#### Required work
Gather and copy every line of the material below that contains the word "black". Uppercase and lowercase letters count as different.

[begin Dataset entries]

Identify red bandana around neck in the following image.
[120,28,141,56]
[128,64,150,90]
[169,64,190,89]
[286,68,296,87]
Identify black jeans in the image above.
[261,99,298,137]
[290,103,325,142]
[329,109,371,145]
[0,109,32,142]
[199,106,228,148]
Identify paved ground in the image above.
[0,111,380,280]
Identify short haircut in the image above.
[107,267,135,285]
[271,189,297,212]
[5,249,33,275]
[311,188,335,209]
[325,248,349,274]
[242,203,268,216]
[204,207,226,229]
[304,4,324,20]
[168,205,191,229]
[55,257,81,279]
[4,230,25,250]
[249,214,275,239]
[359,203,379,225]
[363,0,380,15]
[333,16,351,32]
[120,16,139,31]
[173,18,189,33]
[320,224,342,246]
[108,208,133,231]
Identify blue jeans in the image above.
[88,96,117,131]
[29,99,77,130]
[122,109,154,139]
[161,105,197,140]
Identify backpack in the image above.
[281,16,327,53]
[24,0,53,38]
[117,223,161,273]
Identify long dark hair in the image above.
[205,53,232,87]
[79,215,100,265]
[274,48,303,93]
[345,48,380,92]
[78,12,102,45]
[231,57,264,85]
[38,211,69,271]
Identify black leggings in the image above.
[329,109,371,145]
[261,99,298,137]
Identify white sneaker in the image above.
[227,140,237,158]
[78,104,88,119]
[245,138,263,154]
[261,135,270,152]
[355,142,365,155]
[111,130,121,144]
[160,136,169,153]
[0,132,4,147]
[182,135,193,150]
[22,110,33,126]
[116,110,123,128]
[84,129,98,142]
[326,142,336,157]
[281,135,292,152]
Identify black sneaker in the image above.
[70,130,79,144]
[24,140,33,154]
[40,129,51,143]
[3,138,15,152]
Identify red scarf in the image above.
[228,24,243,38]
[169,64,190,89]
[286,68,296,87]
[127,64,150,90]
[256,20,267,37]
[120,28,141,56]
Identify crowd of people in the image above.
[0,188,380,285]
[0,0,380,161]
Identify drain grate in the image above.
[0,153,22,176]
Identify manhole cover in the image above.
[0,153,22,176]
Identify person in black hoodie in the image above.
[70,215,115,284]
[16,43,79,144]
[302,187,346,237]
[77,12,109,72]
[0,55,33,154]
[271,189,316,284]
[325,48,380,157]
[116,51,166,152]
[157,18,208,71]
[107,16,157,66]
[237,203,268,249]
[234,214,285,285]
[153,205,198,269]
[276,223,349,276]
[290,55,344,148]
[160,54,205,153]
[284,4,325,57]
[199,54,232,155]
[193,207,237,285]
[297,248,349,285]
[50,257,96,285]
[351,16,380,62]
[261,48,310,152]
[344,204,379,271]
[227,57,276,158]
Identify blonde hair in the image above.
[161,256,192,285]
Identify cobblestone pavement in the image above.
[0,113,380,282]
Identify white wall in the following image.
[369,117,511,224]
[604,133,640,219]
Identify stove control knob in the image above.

[end Dataset entries]

#### Response for this exercise
Identify black jeans in the image above.
Identify black leggings in the image above.
Identify black sneaker in the image above.
Identify person in black hoodie in the image above.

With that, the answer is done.